**TASK INPUT**
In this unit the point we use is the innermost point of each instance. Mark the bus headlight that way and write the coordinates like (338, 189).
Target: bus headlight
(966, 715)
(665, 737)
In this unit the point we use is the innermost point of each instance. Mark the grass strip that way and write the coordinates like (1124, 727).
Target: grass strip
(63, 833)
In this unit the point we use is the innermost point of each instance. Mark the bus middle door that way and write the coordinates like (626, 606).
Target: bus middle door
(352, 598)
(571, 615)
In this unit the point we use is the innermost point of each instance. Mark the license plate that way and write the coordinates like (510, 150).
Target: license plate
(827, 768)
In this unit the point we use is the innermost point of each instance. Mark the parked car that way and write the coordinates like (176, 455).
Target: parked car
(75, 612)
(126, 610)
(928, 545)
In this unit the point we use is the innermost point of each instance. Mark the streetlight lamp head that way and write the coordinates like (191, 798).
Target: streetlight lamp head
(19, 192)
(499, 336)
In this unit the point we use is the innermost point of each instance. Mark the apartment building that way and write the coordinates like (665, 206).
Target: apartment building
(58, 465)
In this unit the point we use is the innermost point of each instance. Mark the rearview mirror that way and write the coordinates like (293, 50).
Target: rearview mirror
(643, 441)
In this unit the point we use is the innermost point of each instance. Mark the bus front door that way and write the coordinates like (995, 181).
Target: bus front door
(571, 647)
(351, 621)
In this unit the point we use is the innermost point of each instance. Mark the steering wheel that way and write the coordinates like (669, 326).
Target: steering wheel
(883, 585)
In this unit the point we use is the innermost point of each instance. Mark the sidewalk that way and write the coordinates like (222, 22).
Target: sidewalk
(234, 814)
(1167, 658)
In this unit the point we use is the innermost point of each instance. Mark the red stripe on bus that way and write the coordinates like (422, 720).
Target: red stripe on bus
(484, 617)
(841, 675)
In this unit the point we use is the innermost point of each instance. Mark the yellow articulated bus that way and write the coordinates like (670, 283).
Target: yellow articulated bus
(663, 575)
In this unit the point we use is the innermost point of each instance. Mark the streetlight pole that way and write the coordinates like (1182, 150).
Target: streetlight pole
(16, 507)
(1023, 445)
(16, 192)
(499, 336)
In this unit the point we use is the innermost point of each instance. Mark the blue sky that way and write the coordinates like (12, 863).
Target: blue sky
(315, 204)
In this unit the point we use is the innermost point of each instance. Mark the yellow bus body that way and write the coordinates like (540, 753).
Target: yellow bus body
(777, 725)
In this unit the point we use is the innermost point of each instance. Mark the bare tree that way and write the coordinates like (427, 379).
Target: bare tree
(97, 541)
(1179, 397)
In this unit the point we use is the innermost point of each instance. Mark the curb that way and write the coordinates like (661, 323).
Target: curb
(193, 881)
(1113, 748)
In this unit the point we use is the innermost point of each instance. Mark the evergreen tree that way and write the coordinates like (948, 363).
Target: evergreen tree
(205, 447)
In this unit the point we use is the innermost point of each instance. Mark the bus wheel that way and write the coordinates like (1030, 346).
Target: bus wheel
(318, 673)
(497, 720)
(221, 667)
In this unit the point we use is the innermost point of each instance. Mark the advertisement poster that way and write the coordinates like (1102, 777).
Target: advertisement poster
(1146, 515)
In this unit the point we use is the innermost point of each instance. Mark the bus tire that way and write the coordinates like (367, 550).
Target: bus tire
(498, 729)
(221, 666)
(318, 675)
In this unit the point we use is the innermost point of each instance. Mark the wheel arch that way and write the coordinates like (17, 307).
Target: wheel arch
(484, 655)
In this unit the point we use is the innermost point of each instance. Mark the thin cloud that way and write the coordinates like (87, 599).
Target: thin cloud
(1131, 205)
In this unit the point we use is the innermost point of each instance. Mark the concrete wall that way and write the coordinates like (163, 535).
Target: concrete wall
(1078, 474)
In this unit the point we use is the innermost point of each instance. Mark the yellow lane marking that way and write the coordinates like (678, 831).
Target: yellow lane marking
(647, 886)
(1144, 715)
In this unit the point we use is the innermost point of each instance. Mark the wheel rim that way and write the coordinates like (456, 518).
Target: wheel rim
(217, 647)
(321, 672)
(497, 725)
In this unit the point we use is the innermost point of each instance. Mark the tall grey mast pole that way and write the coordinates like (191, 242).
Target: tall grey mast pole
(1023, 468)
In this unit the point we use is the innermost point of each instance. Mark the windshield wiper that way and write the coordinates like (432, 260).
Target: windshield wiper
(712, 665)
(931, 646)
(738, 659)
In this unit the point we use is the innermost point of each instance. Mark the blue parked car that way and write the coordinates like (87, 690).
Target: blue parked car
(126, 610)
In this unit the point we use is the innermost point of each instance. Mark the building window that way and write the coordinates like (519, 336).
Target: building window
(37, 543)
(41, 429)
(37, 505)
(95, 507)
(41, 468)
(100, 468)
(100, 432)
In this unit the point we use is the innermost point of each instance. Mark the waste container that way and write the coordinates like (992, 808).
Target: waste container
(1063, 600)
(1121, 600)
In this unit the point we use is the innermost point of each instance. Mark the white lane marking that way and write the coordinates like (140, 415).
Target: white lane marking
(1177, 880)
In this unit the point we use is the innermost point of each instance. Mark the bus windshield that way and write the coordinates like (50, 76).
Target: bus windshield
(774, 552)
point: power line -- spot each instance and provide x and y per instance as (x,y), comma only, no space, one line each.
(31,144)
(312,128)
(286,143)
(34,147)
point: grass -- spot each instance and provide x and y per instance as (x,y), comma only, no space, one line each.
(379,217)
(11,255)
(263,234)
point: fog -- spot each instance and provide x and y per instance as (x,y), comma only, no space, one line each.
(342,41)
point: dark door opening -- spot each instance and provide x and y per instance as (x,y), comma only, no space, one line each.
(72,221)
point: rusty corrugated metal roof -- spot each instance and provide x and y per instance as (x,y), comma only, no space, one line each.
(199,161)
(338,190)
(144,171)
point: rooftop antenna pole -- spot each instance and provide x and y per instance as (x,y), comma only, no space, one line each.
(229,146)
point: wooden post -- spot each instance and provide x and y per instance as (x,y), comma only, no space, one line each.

**WHAT THE EXERCISE ASKS**
This exercise requires all the entries to be written out again exactly.

**ANSWER**
In this unit the point we use is the innermost point of each instance. Mark the bus headlight that way and write the coordinates like (338, 189).
Target: bus headlight
(966, 715)
(665, 737)
In this unit the point we use is the innermost point of each instance. Mark the grass strip that way and write the coordinates like (1124, 727).
Target: grass strip
(63, 833)
In this unit the point we use is the innermost point of each instance. Mark the bus middle door that way and write the coordinates like (626, 606).
Target: bus middle door
(352, 598)
(571, 615)
In this unit the point we use is the innermost point of each instance. Mark the license plate that way and write the coordinates like (510, 150).
Target: license plate
(827, 768)
In this unit the point we use is the innermost point of each instance. Mark the parked car that way and write the coordinates like (176, 455).
Target: parked car
(75, 612)
(126, 610)
(928, 545)
In this unit the point we use is the innermost point of each instance. Mark the streetlight lamp head that way and write the coordinates like (191, 798).
Target: streetlight lamp head
(19, 192)
(499, 336)
In this unit the point we use is the innermost point of each instance. Mark the apartment building that way and write the coordinates like (665, 206).
Target: apartment building
(58, 465)
In this unit the point we use is the innermost point of each instance. Mark the rearview mirror that way and write the coordinates like (293, 50).
Target: rearview mirror
(643, 441)
In this unit the point we use is the innermost point of each instance. Mark the bus front door that way and write the coordinates like (995, 181).
Target: bus front door
(571, 647)
(351, 621)
In this unit the point we use is the innermost point of each instance. Mark the steering wheel that way and write the coordinates like (669, 326).
Target: steering wheel
(883, 585)
In this unit the point we use is the innermost point of each instance. Mark the sidewalk that way and write the coordinates like (222, 22).
Target: sidewalk
(234, 814)
(1167, 658)
In this unit the point we use is the innermost point of each instance. Mark the red stripe on bus that way and write the coordinates like (422, 720).
Target: red stripe on bus
(484, 617)
(841, 675)
In this unit the point we use is the innermost point of each instance. Mark the yellow articulated bus that way and write the coordinates like (670, 283).
Target: yellow articulated bus
(663, 575)
In this unit the point we use is the innermost point of each instance. Mark the streetlight pole that way and write the coordinates like (1182, 150).
Target: streetlight pole
(16, 507)
(1023, 445)
(16, 192)
(499, 336)
In this unit the point we use is the innermost point of each instance. Mark the blue sky that way and write the coordinates like (12, 863).
Target: blue sky
(315, 204)
In this unit the point we use is the innermost point of each instance. Mark the yellow bus body that way and write the coordinates like (540, 753).
Target: yellow bus body
(777, 725)
In this unit the point we use is the innermost point of each instance. Mark the bare tree that way and write the coordinates like (427, 379).
Target: bare tree
(97, 541)
(1179, 397)
In this unit the point we use is the innermost point of each instance. Mark the curb that way and write the coordinates like (661, 323).
Target: curb
(193, 881)
(1113, 748)
In this unit the point we use is the innermost point of each instance. Mark the evergreen tree that way and write the coordinates like (948, 363).
Target: evergreen tree
(205, 447)
In this unit the point we use is the innermost point of each instance. Mark the bus wheel that way and write the coordinates like (1030, 346).
Target: bus wheel
(318, 673)
(497, 720)
(221, 667)
In this unit the point we use is the innermost point of each instance. Mark the advertisement poster that way and write the coordinates like (1102, 777).
Target: advertisement poster
(1146, 515)
In this unit the point we use is the innermost point of each instance. Mark the bus tire that way and write the coordinates like (367, 550).
Target: bus tire
(498, 729)
(221, 666)
(318, 675)
In this unit the point we use is the innermost point of each instance. Mark the wheel arch that way and write the coordinates like (17, 307).
Target: wheel arch
(484, 655)
In this unit the point we use is the innermost point of each instance. Mark the thin cloud that way and write the coordinates like (87, 599).
Target: thin cloud
(1131, 205)
In this unit the point we use is the innermost point of each instance. Mark the concrete wall that way and write the coordinates like (163, 535).
Target: concrete wall
(1078, 474)
In this unit the point we use is the innermost point of each instance. Mark the yellow lane marking that way and write the coordinates like (678, 831).
Target: yellow lane marking
(647, 886)
(1144, 715)
In this unit the point we use is the innermost point of each instance. Mark the wheel rim that way and write the coordinates like (456, 518).
Target: wheel rim
(217, 647)
(321, 672)
(497, 725)
In this unit the point we use is the innermost point of each instance. Mark the tall grey mast pole that way and write the coordinates like (191, 242).
Target: tall grey mast pole
(1023, 468)
In this unit the point we use is the innermost point of each instance. Mark the windshield wiper that way and write the coordinates like (432, 260).
Target: windshield wiper
(712, 665)
(931, 646)
(738, 659)
In this unit the point we use is the innermost point of each instance. Mark the blue parked car that way and write the coordinates like (87, 690).
Target: blue parked car
(126, 610)
In this unit the point we use is the innermost point of each instance. Mark the building window that way and write the coordinates like (519, 336).
Target: building window
(37, 543)
(41, 429)
(37, 505)
(95, 507)
(41, 468)
(100, 468)
(100, 432)
In this unit the point we use is the innermost point of each instance. Mark the waste container that way and write the coordinates like (992, 808).
Target: waste container
(1063, 600)
(1121, 600)
In this unit the point we use is the innermost point of each instance. Mark the white lane marking that way and write the coordinates like (140, 415).
Target: white lane marking
(1177, 880)
In this unit the point we use is the innermost point of each instance. Mark the bus windshield that way and write the coordinates like (50, 76).
Target: bus windshield
(774, 552)
point: power line -- spot each instance and provide x and y per instance as (x,y), comma only, no space, one line each.
(31,144)
(312,128)
(286,143)
(34,147)
point: grass -- spot each instance and provide x and y per instance as (x,y), comma only, no space, one line each.
(379,217)
(11,255)
(263,234)
point: fog -- spot each instance and provide x and y per instance as (x,y), comma only, no space, one line each.
(342,41)
point: dark door opening -- spot each instance and provide x and y per instance as (x,y), comma only, no space, one line each.
(72,221)
point: rusty corrugated metal roof -- spot each instance and provide x and y per instance as (x,y), comma only, no space, one line each.
(199,161)
(338,190)
(144,171)
point: rooftop antenna pole -- spot each instance and provide x and y per instance as (x,y), comma only, no space, one line each.
(229,146)
point: wooden post -- spot each instance and provide x and y per instance as (x,y), comma only, no space, one line each.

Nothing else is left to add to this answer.